- Exercise aim -
In the article on fighting corruption in Uganda below, where did President Yoweri Museveni preside over the World Anti-Corruption Day occasion?

- Selected extract -
‘Fighting Corruption Is A War For Every Ugandan’

Minister Milly Babalanda

By Milly Babalanda

Last Friday was World Anti-Corruption Day. Uganda joined the rest of the world to mark the day in recommitment to combating the vice that is the biggest hindrance to service delivery in public service, yet service delivery is the language and purpose of leadership and work. Having President Yoweri Museveni in person presiding over the occasion at Kololo Independence grounds sent a message that there is sufficient political and moral will to defeat the vice in this country.

Observing “Anti-Corruption Day” is not a ritual, as some say. It’s held in solidarity with all actors, local and international, who wish to see an end to graft in all its forms. As far as I am concerned, corruption in Uganda is a deviance and not a norm. The corrupt have themselves to blame because, as a country, led by NRM, we profess a “zero tolerance” to corruption policy.

Sanctions have been instituted to respond to offenders and these are increasingly being made stern and remedial in nature in that once a conviction is secured, the concerned have to return what they have appropriated for themselves irregularly.

- Source material -
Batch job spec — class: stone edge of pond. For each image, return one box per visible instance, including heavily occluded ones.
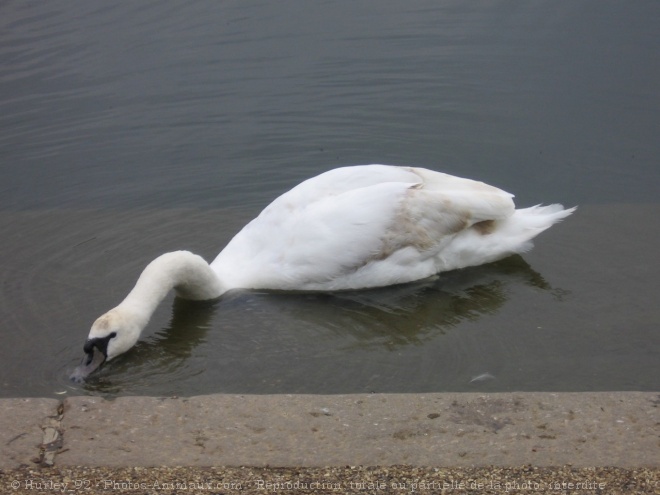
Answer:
[0,392,660,470]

- Final result -
At Kololo Independence grounds.